◆ Goal ◆
Gather every line in the items below that contains the string "green" and list those lines in their original order.
═══ Records ═══
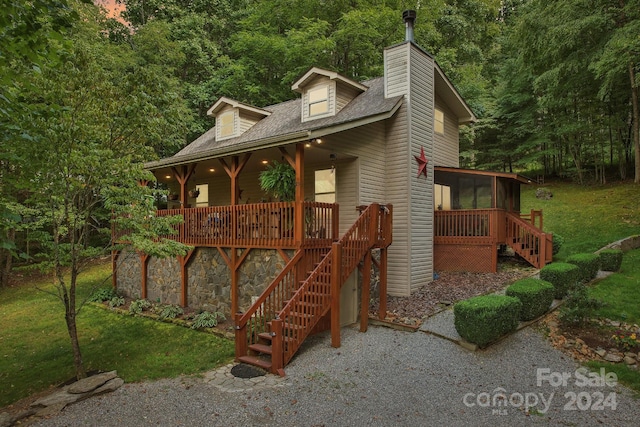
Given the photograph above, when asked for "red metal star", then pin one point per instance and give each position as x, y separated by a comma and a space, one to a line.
422, 163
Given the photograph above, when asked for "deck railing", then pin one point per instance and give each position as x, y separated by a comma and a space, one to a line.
481, 226
261, 225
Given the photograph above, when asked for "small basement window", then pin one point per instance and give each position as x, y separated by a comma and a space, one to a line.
438, 125
225, 122
318, 101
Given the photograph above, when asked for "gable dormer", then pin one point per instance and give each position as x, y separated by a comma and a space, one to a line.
325, 93
233, 118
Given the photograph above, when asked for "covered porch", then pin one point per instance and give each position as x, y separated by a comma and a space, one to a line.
477, 213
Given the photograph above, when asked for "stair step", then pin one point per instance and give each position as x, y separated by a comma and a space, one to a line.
260, 348
256, 361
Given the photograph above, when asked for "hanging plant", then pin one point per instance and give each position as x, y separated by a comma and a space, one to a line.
279, 181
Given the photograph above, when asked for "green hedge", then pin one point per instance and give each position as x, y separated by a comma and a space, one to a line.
536, 296
610, 259
588, 265
562, 276
481, 320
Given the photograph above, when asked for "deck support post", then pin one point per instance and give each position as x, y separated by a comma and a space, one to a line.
336, 275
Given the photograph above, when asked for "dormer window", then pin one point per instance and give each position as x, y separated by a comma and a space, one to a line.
318, 101
226, 122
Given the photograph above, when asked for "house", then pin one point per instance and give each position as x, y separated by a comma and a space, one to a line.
375, 169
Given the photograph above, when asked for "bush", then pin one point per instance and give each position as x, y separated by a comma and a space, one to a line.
481, 320
562, 276
138, 306
578, 307
536, 296
207, 319
170, 311
610, 259
588, 265
558, 241
103, 294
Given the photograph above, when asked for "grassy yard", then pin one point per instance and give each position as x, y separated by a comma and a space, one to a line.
35, 351
587, 217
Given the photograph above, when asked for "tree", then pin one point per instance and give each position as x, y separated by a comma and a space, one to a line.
93, 117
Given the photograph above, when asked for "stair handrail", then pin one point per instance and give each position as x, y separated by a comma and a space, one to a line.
358, 237
241, 319
539, 243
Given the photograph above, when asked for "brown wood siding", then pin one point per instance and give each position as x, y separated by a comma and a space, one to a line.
447, 146
421, 136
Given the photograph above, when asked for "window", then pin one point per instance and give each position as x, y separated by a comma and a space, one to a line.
203, 195
318, 101
226, 124
438, 125
325, 186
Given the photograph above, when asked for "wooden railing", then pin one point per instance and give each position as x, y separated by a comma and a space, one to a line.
529, 241
480, 226
305, 300
261, 225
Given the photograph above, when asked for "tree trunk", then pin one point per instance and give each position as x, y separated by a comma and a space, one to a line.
636, 121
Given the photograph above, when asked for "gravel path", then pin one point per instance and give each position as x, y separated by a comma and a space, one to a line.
383, 377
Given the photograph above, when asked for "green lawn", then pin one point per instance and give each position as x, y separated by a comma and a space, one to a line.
35, 351
587, 217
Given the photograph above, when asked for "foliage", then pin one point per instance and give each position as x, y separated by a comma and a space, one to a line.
627, 340
206, 319
138, 348
578, 306
588, 265
620, 291
610, 259
169, 311
481, 320
563, 276
536, 296
558, 241
103, 294
138, 306
279, 180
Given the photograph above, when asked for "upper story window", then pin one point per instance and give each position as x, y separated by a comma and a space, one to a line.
318, 101
225, 123
438, 124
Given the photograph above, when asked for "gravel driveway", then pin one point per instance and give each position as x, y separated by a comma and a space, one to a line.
383, 377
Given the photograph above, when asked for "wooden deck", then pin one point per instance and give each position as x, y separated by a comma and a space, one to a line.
468, 239
260, 225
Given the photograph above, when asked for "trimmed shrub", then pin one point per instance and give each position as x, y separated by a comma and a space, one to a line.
562, 276
536, 296
481, 320
558, 241
588, 265
610, 259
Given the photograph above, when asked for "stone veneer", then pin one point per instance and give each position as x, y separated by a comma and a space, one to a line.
209, 278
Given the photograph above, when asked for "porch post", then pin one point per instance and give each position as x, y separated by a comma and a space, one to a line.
299, 211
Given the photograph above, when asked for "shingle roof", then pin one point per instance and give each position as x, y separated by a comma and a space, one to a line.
285, 121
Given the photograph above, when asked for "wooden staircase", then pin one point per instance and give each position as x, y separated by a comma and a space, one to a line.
529, 241
304, 298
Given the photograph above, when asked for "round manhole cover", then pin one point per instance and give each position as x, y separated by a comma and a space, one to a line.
246, 371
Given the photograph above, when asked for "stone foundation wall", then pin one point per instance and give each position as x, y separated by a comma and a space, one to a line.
209, 278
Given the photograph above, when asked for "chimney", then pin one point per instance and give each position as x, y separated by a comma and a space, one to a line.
409, 17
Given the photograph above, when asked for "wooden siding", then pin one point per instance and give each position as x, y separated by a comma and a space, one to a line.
═══
◆ The result ◆
Given the photograph above, when asked for "green hedge", then pin one point per instance and give each position as x, y separated by a comma and a space, one to a line.
Given the photograph above, when asked for "green lawn", then pin one point per instance and give each position as x, y separated by a comma and a space, one to a line.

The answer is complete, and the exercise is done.